## QUOTED PASSAGE
────────────────────

Submitted to: Book Chapter
Publication Type: Book / Chapter
Publication Acceptance Date: 4/7/1999
Publication Date: 4/7/2004
Citation: Paape, M.J., Oostveldt, K.V., Meyer, E. 2004. Journees Nationales GTV-INRA. France. 5 p.
Interpretive Summary: During immune surveillance of mammary tissue by polymorphonuclear leukocytes (PMN), several functionally important receptors are up-regulated, allowing for a more efficient phagocytosis of invading Gram-positive and Gram-negative mastitis pathogens. In vitro studies revealed that PMN and bacterial toxins produce extensive tissue damage that tresults in a decrease in milk synthesis. Furthermore, damage to epithelia cells by toxins secreted by mastitis during bacteria, staphylococcus aureus contributes to the pathogenicity of this organism. Advances in biotechnology have made available tools, techniques, and products for use in mastitis research. The study of programmed of cell death, or apoptosis, may contribute to an understanding of the impairment of PMN function in cows and its relaton to mastitis. The cloning and expression of CD14 may provide a means of neutralizing LPS and minimize its damaging effect on mammary secretory tissue. Use of bifunctional antibodies for targeted cytotoxicity of mastitis pathogens may prove useful in the treatment and prevention of bovine mastitis.

────────────────────

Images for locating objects
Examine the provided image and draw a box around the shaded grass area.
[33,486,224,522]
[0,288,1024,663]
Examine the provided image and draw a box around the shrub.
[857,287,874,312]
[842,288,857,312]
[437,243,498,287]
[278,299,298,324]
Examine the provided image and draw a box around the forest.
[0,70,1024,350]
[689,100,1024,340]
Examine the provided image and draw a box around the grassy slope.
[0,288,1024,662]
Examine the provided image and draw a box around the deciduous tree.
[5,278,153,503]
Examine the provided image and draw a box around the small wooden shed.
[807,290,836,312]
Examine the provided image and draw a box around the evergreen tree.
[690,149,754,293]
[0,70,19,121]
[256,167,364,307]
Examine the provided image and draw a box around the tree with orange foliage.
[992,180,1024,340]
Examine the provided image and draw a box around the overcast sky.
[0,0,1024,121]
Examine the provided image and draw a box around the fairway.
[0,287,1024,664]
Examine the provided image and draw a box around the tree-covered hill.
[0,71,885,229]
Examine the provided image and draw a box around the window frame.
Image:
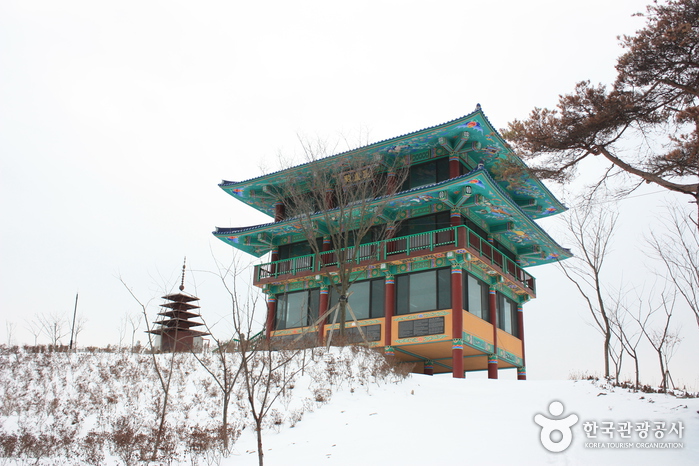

────────────────────

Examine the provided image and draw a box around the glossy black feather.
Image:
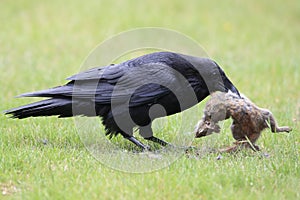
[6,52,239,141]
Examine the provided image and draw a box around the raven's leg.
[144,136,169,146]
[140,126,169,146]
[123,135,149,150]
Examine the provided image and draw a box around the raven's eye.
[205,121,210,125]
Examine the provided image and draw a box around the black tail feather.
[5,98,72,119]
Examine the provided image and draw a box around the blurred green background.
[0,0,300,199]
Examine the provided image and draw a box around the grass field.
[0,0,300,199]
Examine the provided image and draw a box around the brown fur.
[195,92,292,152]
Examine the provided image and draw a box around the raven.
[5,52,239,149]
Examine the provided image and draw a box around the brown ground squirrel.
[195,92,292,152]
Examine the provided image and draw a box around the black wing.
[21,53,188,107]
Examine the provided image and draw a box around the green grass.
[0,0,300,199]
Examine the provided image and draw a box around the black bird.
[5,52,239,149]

────────────────────

## PROBLEM REQUIREMENTS
Reproduce the stretch of the mastitis summary from "Submitted to: Book" through "France. 5 p." word for word. The records aren't needed for any of this.

## SOLUTION TO THE EXERCISE
Submitted to: Book Chapter
Publication Type: Book / Chapter
Publication Acceptance Date: 4/7/1999
Publication Date: 4/7/2004
Citation: Paape, M.J., Oostveldt, K.V., Meyer, E. 2004. Journees Nationales GTV-INRA. France. 5 p.